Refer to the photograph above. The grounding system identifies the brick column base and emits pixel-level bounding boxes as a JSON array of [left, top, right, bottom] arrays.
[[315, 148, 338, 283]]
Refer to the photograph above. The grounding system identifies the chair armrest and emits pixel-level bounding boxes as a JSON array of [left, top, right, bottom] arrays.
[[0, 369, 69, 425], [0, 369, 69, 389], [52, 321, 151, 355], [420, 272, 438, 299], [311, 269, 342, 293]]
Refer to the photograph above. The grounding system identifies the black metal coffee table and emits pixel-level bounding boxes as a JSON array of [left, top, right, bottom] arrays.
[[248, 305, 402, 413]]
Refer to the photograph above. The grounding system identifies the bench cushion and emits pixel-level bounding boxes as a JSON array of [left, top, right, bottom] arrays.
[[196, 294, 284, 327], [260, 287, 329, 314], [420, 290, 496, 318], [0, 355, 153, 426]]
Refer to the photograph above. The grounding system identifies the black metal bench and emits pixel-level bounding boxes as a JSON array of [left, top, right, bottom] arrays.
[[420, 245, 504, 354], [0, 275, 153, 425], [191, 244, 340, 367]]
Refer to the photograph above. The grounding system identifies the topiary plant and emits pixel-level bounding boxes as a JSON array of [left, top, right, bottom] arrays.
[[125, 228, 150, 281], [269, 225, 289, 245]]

### Stated problem
Reproduce the data above word for word, from its first line through the line that contains "[[315, 148, 338, 283]]".

### In response
Refer to the photograph above. The grounding system identifies the brick column base and emits pixel-level bounding boxes as a JSON array of [left, top, right, bottom] arrays.
[[315, 148, 338, 283]]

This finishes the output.